Aufgabenstellung:
Schreiben Sie aus dem Text über Totholz den Abschnitt zwischen „Damit steht Totholz“ und „Kraft zu regenerieren.“, beide Stellen eingeschlossen, wortgetreu ab.

Die geschädigte Waldfläche soll wieder aufgeforstet, das Schadholz, insbesondere das mit Borkenkäferbefall, möglichst schnell aus dem Wald geräumt werden. Doch großflächiges Ausräumen verschlimmert die prekäre Lage des Waldes nur noch mehr, warnt Pierre Ibisch von der Hochschule für nachhaltige Entwicklung Eberswalde. „Geräumte Flächen erwärmen sich viel schneller und trocknen stärker aus“, argumentiert der Waldökologe. In Zeiten des Klimawandels müsse das oberste Gebot jedoch lauten, die Wälder möglichst kühl zu halten. Das gelinge beispielsweise, indem Totholz liegen bleibe, erläutert Ibisch. Verrottendes Holz baue Humus auf, wodurch sich die Wasserspeicherfähigkeit des Bodens und damit auch das Selbstkühlungsvermögen des Waldes erhöhe: „Jedes Grad, um das die Temperatur sinkt, bremst die Verdunstung.“
Lebensgrundlage Totholz
Wirtschaftswälder sind aufgeräumte Nutzflächen, in denen Totholz, unwegsames Dickicht oder vergreiste Baumriesen stören. Auf weniger als drei Prozent der deutschen Waldfläche wachsen Wälder, die der menschlichen Nutzung entzogen sind. Totholz, ein Sammelbegriff für abgestorbene Bäume, Sträucher und Teile davon, ist eigentlich gar nicht tot, sondern quicklebendig. Es ist Lebensgrundlage für Moose, Flechten, Pilze, Käfer, Ameisen, Wildbienen und Schmetterlinge. Viele Tier- und Pflanzenarten, die auf, im und vom Totholz leben, stehen auf der Roten Liste bedrohter Arten. Gemeinsam zersetzen sie über Jahre hinweg das Holz zu Humus, auf dem die nächste Pflanzengeneration erwächst.
Damit steht Totholz im Kreislauf des Waldes sowohl für das Ende als auch für den Neubeginn des Lebens. „Je mehr Totholz im Wald liegt, desto größer ist seine Widerstandsfähigkeit gegen den Klimawandel“, sagt Ibisch. Gesunde Waldsysteme mit gemischter Altersstruktur, geschlossenem Kronendach und großer Artenvielfalt sind in der Lage, sich aus eigener Kraft zu regenerieren.

Ausgangsdaten:

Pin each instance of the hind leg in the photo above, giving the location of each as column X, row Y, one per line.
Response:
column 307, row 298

Vollständige Antwort:
Damit steht Totholz im Kreislauf des Waldes sowohl für das Ende als auch für den Neubeginn des Lebens. „Je mehr Totholz im Wald liegt, desto größer ist seine Widerstandsfähigkeit gegen den Klimawandel“, sagt Ibisch. Gesunde Waldsysteme mit gemischter Altersstruktur, geschlossenem Kronendach und großer Artenvielfalt sind in der Lage, sich aus eigener Kraft zu regenerieren.